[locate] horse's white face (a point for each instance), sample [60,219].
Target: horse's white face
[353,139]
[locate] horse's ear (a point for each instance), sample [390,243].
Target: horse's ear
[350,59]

§ **To be done**
Can you pull out, word for word, every line from the one containing "[locate] horse's ear" through the last line above, including both of those lines?

§ **Solution to this exercise**
[locate] horse's ear (a point for each instance), sample [390,243].
Target: horse's ear
[350,59]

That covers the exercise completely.